# Question about which class to enter at an open show



## Kelsis (Nov 11, 2011)

There is an open show nearby me in January which I think might be a good shot for our first show (mine and dog!). It's being held by the Bulldog club but there is a greyhound section.

I'm not at all sure which class we should enter....

http://www.dogshowentry.ie/OnlineEntries/Doc/Schedules/BDO_Sch12.pdf

Has anyone got a clue? I think open in Ireland is different to open in the UK as i remember reading champions enter the open in the Uk. I doubt there'll be many champions at this open show anyway.

I should also add that while we've been doing training work at home our first ringcraft class is next week. We're true novices!


----------



## Kelsis (Nov 11, 2011)

Oh, I just went through the online entry and the only option is open bitch. Anyone any clue from the schedule what sort of time that will be at?


----------



## Barkie (Aug 22, 2011)

Sorry I looked on their website for any other info but I can't see from the schedule other than judging starts at 11am. Maybe give the Secretary a ring and explain it's your first show.

Good luck.


----------



## Born to Boogie (Oct 1, 2010)

It looks as if there's only one ring and greyhounds aren't on till nearly the end but I never quite trust schedules 
Do you have a nice comfy crate for your dog to relax in? I usually get there for the start of judging (well actually, half an hour before but then I am a little potty) and settle in for the day. Boo settles down, relaxes and sleeps between comfort breaks and meeting and greetings


----------



## Born to Boogie (Oct 1, 2010)

........

** Task statement **
Answer these questions about the forum thread on entering an open show:
1. Which club is holding the open show?
2. What is the only class offered in the online entry?
3. At what time does judging start, according to the schedule?
The items are not needed for this exercise.

........

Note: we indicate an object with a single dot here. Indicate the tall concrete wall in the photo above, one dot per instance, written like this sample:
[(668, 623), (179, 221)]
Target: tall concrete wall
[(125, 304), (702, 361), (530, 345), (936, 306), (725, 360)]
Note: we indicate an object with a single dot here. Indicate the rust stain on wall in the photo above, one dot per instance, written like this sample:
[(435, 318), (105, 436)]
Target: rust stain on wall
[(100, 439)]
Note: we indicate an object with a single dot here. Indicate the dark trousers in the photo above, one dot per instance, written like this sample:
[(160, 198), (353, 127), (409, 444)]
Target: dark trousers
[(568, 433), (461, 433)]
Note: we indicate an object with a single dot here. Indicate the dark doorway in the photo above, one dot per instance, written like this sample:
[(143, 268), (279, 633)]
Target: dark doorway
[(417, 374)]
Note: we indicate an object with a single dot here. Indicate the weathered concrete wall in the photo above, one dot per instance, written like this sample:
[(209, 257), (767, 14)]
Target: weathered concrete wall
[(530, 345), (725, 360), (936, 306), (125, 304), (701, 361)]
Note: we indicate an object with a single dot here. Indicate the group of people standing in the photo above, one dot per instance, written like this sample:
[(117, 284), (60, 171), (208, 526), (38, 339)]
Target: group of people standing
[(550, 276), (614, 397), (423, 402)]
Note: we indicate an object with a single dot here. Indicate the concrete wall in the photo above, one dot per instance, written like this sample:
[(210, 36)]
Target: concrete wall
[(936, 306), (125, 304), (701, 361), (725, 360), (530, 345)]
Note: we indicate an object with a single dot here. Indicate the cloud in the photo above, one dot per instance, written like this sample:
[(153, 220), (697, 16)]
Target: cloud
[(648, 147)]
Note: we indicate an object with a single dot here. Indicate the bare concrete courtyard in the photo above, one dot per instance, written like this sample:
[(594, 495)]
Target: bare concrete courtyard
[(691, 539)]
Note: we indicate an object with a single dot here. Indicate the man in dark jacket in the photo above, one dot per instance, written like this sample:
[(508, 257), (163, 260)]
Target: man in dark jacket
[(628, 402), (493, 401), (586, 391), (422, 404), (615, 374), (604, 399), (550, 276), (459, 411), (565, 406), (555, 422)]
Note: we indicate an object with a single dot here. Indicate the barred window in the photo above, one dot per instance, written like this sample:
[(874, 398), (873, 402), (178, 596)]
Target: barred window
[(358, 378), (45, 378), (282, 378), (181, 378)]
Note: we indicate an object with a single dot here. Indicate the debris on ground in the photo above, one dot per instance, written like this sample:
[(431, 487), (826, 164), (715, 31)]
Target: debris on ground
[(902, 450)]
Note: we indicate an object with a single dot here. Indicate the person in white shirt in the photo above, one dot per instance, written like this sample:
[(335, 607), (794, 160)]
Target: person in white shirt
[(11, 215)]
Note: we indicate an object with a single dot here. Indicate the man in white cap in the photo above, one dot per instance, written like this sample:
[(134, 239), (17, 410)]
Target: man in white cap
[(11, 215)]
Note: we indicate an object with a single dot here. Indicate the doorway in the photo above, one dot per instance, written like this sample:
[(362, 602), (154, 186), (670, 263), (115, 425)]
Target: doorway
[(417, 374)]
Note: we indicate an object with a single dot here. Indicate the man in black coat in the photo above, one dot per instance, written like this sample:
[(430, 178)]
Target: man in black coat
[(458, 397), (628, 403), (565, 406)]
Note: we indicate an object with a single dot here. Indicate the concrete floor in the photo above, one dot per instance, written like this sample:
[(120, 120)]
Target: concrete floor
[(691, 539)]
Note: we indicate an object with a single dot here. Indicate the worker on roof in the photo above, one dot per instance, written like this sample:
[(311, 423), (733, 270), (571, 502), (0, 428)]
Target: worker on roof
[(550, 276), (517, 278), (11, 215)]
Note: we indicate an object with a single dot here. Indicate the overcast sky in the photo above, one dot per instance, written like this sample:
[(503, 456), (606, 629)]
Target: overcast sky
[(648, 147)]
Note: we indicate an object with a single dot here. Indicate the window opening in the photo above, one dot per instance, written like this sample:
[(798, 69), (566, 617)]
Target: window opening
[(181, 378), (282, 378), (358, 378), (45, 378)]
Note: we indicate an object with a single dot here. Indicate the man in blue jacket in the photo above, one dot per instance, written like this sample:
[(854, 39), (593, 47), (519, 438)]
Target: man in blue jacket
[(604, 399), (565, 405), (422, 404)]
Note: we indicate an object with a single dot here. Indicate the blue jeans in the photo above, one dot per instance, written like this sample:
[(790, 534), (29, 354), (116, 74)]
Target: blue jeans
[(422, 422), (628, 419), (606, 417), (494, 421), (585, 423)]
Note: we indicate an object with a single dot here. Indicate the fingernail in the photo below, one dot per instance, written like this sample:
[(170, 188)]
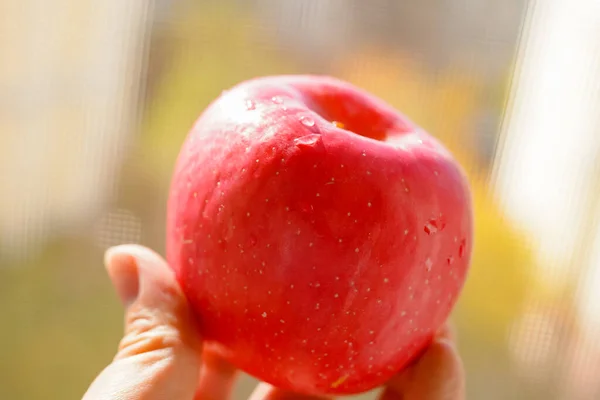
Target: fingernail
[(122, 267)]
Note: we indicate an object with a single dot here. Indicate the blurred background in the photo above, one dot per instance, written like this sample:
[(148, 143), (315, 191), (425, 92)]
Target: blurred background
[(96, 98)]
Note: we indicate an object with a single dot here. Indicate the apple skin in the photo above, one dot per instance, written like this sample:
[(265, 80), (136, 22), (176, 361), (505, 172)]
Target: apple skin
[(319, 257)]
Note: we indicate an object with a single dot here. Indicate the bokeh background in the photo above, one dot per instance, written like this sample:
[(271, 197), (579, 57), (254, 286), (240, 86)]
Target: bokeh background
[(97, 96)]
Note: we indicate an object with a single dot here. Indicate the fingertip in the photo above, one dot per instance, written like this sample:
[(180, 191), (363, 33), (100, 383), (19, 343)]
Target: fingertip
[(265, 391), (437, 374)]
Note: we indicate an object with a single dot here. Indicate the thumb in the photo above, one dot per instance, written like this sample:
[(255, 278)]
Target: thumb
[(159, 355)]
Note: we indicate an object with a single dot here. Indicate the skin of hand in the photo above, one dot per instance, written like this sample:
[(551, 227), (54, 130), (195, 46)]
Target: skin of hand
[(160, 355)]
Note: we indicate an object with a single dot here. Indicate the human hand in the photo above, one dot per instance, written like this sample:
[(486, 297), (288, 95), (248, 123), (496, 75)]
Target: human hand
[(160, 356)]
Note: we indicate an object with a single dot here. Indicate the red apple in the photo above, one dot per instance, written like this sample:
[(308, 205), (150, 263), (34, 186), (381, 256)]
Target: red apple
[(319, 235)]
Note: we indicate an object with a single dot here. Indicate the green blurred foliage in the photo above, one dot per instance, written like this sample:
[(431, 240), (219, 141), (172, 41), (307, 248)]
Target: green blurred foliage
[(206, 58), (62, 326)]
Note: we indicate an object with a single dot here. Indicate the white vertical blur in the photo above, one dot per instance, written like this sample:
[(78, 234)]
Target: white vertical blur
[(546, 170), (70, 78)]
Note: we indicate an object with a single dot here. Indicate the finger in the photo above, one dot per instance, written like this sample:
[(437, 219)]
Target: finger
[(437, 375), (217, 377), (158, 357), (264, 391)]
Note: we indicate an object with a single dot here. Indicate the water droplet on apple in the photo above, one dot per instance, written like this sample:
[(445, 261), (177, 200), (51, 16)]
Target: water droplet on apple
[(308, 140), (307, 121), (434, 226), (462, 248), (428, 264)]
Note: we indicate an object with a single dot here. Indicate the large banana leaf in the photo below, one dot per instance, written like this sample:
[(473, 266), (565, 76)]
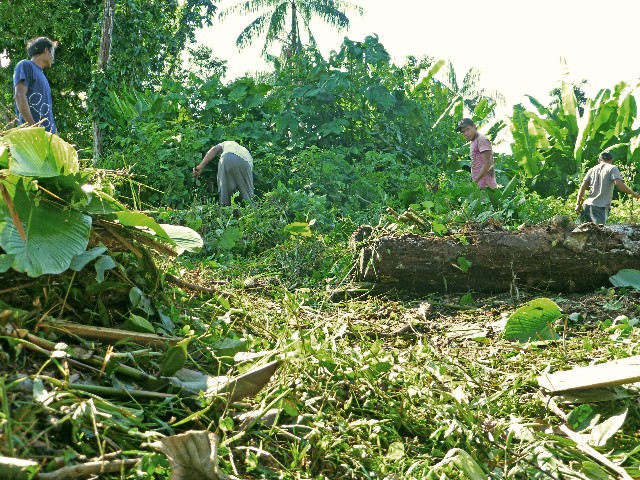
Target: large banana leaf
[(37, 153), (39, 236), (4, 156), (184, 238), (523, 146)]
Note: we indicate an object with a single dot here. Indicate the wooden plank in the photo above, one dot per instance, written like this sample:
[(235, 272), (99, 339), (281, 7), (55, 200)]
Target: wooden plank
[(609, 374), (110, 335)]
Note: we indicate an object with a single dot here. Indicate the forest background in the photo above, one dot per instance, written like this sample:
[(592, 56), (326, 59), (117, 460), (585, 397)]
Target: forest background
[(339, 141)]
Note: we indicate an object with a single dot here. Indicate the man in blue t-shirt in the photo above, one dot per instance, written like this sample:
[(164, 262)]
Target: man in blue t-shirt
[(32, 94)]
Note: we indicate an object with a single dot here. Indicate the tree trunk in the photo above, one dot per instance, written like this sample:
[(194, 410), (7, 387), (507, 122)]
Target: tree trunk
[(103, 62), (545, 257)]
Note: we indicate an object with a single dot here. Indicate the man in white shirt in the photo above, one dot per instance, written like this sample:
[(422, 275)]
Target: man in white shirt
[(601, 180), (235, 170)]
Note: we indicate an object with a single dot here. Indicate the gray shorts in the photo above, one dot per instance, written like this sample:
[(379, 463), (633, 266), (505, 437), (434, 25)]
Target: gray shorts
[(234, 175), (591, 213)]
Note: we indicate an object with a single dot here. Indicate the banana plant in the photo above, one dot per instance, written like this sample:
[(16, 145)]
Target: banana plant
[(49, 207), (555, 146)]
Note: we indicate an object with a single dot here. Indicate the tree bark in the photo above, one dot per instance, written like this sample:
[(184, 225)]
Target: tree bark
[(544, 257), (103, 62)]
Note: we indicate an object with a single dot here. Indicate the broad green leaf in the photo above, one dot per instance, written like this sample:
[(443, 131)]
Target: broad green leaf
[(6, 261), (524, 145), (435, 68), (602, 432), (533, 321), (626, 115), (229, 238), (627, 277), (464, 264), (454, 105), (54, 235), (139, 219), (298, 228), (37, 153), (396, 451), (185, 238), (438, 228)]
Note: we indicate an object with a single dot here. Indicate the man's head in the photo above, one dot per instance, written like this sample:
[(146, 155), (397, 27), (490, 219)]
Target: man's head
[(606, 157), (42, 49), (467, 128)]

........

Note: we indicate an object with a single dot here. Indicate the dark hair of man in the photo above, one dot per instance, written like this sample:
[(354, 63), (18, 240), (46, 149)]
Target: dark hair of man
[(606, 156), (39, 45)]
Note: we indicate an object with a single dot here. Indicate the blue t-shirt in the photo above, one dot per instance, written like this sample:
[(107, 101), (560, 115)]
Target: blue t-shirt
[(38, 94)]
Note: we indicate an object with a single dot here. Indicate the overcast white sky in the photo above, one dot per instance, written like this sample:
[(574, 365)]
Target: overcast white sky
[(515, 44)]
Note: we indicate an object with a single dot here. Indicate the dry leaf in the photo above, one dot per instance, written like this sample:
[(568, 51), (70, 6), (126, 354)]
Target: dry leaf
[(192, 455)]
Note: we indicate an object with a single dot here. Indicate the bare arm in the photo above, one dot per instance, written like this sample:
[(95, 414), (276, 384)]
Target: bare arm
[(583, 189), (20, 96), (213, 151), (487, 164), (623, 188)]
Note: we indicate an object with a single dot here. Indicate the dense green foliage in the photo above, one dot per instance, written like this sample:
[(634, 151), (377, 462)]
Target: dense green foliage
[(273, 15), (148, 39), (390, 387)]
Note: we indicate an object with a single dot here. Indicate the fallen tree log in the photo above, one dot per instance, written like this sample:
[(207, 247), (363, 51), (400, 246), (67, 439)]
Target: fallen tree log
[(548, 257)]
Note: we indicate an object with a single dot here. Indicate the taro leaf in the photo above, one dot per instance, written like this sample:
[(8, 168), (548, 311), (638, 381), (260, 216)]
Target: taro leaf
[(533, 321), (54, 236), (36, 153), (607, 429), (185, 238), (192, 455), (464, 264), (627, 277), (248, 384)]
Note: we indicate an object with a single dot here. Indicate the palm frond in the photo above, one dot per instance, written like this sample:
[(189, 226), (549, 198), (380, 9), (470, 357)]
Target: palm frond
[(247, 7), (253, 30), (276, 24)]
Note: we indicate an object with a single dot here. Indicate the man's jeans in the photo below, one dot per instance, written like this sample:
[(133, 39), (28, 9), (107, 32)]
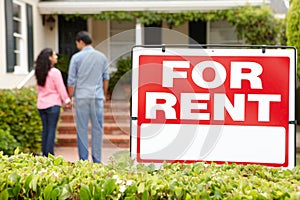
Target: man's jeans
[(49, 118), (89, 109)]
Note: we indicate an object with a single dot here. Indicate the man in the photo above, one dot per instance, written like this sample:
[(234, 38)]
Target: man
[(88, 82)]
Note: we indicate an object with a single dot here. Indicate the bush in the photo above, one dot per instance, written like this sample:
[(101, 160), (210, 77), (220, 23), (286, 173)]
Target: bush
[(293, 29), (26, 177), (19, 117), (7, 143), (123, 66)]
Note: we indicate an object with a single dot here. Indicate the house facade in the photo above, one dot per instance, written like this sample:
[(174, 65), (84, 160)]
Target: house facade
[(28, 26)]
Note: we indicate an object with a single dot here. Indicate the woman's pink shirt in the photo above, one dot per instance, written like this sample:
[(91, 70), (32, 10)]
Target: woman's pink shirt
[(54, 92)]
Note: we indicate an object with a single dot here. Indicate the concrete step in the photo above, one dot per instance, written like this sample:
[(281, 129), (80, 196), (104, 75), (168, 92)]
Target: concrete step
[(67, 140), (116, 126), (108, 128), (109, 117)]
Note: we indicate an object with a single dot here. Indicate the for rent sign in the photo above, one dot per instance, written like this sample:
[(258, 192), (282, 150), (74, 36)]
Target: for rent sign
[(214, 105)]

........

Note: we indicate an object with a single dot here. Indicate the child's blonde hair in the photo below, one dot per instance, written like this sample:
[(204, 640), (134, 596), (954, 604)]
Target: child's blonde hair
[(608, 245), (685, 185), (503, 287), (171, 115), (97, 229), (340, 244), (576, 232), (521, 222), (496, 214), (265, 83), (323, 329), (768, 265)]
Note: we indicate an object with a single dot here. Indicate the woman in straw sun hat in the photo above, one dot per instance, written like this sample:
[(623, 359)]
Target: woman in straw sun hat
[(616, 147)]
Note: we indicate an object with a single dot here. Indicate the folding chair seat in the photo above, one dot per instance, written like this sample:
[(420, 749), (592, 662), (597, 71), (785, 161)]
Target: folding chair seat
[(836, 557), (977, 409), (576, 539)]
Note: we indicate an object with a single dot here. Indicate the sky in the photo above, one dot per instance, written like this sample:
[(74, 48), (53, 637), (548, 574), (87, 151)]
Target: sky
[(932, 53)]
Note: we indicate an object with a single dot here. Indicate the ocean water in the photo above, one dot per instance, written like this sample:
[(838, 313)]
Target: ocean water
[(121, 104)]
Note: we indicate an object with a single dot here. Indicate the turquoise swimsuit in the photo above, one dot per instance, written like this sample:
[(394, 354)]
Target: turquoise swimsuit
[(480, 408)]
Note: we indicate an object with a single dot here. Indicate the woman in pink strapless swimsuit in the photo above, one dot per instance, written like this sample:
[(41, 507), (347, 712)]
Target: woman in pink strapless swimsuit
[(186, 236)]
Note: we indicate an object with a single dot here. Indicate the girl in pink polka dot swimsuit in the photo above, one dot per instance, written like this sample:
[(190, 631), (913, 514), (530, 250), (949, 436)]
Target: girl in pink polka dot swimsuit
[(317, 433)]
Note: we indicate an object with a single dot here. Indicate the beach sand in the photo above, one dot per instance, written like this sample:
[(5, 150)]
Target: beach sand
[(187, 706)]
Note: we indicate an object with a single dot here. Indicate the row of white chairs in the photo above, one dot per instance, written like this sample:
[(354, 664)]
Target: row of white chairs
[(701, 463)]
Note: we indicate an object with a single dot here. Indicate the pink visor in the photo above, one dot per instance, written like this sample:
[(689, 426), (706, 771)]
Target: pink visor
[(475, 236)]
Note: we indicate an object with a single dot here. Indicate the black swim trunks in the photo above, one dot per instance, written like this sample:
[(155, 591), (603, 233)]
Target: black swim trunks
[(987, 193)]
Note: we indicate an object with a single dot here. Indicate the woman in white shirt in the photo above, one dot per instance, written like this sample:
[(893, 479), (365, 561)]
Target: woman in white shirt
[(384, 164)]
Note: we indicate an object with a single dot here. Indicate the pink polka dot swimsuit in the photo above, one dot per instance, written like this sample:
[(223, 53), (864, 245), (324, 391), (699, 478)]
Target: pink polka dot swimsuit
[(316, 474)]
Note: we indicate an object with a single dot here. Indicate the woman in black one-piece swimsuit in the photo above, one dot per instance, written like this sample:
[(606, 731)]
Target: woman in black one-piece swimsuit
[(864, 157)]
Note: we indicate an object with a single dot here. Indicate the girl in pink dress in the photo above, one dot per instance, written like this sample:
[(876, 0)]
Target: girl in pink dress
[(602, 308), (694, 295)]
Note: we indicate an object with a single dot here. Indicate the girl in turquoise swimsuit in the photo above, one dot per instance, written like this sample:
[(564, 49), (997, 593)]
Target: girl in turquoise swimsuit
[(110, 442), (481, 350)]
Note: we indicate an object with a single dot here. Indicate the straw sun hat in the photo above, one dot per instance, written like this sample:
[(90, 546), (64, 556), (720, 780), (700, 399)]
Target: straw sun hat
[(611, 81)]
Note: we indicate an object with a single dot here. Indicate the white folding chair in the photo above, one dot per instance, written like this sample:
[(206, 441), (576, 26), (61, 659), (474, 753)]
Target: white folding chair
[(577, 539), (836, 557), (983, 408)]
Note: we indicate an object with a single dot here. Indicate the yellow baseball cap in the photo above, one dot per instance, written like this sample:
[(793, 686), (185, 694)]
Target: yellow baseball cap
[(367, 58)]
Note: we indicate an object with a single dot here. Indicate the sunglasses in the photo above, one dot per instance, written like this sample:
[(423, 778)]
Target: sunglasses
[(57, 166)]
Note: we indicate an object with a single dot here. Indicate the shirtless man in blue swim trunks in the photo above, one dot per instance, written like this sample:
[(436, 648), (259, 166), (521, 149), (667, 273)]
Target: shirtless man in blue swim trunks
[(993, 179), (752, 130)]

........

** Solution to this task **
1. The Bulldog club.
2. Open bitch.
3. 11am.